Extrait cité.
###

Le président français a choisi d'activer l'article 49.3 de la Constitution pour faire adopter la réforme des retraites à l'Assemblée nationale, après une réunion du conseil des ministres à l'Elysée. Le chef du parti socialise, Olivier Faure, a immédiatement dénoncé les "caprices" du président et les députés de l'opposition ont hué la Première ministre Élisabeth Borne lors de son arrivée au Parlement. Une tension palpable à la hauteur du risque pris par le gouvernement français, qui met avec le 49.3 sa survie en jeu.
L'article 49.3 permet une adoption du texte au Parlement sans vote préalable. En procédant de cette façon, la Première ministre évite de soumettre la réforme des retraites aux députés de l'Assemblée nationale, ce qui aurait normalement dû être fait ce jeudi à 15 heures. Contrairement au Sénat, qui a adopté la loi sans souci ce matin, il était beaucoup plus difficile pour Élisabeth Borne de faire de même à l'Assemblée nationale, la chambre basse du Parlement. En passant par le 49.3, elle fait sauter ce verrou de force.
Mais il y a un revers de la médaille à cette procédure. Si la réforme des retraites serait de facto adoptée sans le vote final des députés, le gouvernement s'expose ainsi au dépôt d'une motion de censure dans les prochaines 24 heures. La dernière fois que ce risque a été pris sur un projet de loi d'une telle ampleur avant le gouvernement d'Élisabeth Borne, c'était en 2020 par le cabinet d'Édouard Philippe. Il était alors déjà question de faire passer un texte sur les retraites, qui n'a finalement jamais été appliqué du fait de la crise du Covid.
Plus concrètement, le gouvernement s'expose aujourd'hui à une tentative de la coalition de gauche, la Nupes, ou du Rassemblement national (extrême-droite) de le renverser. Le parti de Marine Le Pen s'est déjà engagé à aller en ce sens dans l'hypothèse d'un 49.3. Selon le journal Le Monde, si cela se confirme, ces motions de censure pourraient être débattues ce week-end ou en début de semaine prochaine. Entretemps, cela laisserait le temps aux opposants à la loi de renforcer la contestation dans la rue, avec l'espoir que cela fasse reculer l'État.

###

Données fournies.

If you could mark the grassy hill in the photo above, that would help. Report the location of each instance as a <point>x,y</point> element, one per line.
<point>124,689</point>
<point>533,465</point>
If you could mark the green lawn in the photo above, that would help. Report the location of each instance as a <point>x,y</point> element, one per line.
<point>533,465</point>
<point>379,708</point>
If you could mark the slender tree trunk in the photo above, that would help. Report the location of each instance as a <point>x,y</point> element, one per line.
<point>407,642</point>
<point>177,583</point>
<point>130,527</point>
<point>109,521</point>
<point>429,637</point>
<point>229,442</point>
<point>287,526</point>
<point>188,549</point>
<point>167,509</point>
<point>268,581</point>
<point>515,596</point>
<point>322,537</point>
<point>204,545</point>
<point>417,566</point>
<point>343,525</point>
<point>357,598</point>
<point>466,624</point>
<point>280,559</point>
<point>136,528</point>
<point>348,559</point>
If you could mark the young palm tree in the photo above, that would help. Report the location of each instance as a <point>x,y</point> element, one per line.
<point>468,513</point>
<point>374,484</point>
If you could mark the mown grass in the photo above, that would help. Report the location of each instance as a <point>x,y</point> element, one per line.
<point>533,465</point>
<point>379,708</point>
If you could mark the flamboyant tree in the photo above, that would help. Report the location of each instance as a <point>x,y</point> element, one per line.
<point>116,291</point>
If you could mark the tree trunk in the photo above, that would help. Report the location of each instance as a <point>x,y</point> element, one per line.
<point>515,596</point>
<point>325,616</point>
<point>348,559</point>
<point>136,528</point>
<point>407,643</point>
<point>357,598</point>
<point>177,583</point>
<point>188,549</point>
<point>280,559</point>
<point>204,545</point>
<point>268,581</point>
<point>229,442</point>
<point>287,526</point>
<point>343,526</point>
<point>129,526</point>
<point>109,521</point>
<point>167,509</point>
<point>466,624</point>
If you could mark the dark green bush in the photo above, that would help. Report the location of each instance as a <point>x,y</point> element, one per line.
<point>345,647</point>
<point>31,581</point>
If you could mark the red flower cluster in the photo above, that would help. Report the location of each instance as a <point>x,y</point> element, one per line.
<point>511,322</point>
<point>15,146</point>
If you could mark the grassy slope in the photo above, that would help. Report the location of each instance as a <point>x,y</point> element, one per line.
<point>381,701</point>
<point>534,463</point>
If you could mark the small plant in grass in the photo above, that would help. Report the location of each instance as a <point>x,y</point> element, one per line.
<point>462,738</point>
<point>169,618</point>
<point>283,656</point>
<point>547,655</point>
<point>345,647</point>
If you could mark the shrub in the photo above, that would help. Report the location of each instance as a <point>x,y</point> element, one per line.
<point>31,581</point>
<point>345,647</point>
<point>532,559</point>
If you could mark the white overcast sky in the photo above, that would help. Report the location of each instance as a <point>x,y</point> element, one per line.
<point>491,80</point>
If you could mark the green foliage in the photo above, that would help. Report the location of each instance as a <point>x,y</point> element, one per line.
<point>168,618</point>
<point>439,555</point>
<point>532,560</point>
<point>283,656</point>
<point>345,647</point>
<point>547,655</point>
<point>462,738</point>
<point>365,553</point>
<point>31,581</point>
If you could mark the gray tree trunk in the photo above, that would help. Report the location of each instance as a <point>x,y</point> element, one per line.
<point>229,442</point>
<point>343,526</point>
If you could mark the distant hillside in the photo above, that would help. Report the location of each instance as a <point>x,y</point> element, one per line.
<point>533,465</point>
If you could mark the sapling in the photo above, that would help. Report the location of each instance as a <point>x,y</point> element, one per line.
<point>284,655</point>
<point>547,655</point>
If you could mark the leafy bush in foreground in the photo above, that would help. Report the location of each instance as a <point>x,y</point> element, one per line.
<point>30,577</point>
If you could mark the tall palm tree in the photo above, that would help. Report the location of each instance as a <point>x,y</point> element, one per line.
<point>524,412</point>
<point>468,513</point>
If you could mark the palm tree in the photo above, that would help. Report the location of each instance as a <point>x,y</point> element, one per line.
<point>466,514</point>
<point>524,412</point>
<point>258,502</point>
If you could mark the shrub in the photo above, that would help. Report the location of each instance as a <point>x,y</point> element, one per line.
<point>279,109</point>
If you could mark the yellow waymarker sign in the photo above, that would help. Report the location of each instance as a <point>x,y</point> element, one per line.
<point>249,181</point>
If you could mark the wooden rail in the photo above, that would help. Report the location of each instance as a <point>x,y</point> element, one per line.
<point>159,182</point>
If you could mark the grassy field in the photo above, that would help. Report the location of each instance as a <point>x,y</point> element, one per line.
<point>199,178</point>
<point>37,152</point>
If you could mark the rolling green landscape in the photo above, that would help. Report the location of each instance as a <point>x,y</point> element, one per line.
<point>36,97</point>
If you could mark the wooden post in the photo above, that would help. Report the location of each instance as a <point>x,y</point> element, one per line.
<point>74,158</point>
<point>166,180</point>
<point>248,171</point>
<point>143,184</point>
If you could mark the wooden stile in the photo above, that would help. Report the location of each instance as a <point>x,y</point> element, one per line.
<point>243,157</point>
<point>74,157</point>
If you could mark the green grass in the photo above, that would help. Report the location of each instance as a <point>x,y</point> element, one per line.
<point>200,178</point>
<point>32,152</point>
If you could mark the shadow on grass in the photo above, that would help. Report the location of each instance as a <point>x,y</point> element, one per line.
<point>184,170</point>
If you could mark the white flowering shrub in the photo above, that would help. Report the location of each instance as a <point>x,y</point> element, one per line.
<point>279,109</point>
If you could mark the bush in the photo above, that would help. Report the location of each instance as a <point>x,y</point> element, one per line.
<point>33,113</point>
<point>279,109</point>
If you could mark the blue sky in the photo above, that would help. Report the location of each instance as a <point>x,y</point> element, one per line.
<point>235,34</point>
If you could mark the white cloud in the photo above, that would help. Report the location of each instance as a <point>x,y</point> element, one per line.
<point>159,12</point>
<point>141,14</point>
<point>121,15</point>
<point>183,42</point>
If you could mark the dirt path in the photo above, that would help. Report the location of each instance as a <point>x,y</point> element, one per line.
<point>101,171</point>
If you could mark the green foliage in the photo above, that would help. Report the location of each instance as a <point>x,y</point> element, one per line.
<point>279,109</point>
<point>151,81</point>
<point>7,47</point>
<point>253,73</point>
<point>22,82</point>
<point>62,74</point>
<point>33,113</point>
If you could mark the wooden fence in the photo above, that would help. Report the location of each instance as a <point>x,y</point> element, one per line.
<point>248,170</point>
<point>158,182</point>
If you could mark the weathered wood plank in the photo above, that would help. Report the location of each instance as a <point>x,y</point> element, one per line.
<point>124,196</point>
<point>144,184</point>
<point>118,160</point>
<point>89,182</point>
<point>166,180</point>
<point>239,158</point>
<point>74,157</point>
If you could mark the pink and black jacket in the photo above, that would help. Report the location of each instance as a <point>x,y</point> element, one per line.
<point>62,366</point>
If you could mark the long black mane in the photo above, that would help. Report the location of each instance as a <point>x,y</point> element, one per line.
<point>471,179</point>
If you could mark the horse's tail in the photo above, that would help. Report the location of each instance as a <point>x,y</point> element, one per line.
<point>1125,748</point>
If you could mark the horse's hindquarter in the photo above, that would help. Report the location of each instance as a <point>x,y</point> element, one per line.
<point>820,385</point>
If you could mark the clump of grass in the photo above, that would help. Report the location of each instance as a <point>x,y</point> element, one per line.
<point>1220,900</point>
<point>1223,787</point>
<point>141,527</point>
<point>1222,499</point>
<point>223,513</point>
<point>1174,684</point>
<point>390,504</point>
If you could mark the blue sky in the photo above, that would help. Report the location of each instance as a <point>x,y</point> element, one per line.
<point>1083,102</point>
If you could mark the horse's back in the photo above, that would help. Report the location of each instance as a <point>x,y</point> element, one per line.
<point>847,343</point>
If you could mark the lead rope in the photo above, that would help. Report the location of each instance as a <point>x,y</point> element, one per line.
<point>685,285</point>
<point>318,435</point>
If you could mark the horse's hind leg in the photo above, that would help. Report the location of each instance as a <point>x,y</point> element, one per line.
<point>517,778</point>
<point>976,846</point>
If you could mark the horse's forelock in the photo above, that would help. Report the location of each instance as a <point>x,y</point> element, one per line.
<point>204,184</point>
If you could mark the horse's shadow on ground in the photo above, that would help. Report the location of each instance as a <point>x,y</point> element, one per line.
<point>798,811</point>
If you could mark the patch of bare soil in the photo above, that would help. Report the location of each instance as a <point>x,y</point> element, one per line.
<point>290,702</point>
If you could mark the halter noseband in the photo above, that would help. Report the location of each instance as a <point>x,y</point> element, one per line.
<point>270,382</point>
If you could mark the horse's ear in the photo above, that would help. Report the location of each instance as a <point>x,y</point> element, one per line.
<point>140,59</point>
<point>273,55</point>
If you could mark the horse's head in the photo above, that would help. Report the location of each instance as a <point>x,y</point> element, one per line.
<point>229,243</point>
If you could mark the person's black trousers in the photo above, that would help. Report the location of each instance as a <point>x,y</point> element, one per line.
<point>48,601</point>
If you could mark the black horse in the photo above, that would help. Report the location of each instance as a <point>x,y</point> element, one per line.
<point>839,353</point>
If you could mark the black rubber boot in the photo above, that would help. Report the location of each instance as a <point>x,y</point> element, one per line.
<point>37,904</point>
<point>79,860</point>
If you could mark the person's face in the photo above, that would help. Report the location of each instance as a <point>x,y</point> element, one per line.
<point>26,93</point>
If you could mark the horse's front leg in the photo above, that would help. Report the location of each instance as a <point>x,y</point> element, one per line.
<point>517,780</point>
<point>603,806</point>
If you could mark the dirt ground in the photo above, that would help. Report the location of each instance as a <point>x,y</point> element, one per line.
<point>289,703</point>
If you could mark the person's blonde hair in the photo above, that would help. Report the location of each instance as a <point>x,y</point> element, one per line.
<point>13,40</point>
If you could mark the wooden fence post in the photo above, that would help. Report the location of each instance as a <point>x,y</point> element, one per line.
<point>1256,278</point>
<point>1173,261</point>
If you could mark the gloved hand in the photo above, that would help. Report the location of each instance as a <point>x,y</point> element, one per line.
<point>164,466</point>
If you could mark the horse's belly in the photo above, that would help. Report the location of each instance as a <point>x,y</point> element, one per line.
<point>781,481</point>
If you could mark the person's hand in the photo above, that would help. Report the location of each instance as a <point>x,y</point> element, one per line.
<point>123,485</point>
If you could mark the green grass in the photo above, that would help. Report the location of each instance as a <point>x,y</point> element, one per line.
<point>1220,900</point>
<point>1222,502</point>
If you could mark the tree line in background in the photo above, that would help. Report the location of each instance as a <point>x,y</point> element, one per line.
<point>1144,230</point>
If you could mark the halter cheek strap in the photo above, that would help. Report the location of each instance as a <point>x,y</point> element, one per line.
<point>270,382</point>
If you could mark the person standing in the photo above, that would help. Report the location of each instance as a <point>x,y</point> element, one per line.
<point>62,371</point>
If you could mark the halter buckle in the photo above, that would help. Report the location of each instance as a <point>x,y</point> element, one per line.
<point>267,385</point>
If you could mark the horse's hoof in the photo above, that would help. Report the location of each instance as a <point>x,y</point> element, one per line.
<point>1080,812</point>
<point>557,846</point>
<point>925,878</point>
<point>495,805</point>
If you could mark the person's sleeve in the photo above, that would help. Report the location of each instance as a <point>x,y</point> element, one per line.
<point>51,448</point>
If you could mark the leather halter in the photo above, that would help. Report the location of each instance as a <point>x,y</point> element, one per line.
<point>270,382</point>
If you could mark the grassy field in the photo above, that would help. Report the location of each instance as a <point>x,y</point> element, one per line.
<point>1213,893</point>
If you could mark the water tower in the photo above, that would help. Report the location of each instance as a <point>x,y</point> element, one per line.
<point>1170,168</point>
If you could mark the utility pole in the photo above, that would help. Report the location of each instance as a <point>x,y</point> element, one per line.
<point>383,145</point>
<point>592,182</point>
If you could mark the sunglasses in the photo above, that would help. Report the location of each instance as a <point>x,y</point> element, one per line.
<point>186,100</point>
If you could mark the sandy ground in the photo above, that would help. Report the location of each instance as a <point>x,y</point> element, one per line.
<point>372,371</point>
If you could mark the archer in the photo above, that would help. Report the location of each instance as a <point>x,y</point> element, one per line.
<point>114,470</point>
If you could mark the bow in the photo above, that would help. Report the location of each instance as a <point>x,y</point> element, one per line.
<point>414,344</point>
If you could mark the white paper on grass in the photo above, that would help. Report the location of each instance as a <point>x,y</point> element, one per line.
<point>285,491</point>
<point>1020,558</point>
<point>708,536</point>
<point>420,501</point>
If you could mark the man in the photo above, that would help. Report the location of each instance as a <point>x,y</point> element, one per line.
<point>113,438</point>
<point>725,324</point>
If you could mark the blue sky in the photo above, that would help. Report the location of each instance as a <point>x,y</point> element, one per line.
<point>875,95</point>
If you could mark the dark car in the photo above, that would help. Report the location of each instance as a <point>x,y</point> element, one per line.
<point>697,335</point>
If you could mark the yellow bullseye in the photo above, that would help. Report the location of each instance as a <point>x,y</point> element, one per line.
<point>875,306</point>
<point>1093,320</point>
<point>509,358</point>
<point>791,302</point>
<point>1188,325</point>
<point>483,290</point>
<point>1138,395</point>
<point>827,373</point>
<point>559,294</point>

###

Consigne. Recopiez, s'il vous plaît, le passage de l'article sur la réforme des retraites depuis « Mais il y a » jusqu'à « crise du Covid. » inclus. Les enregistrements proviennent d'une autre source que l'article.

Votre réponse.
Mais il y a un revers de la médaille à cette procédure. Si la réforme des retraites serait de facto adoptée sans le vote final des députés, le gouvernement s'expose ainsi au dépôt d'une motion de censure dans les prochaines 24 heures. La dernière fois que ce risque a été pris sur un projet de loi d'une telle ampleur avant le gouvernement d'Élisabeth Borne, c'était en 2020 par le cabinet d'Édouard Philippe. Il était alors déjà question de faire passer un texte sur les retraites, qui n'a finalement jamais été appliqué du fait de la crise du Covid.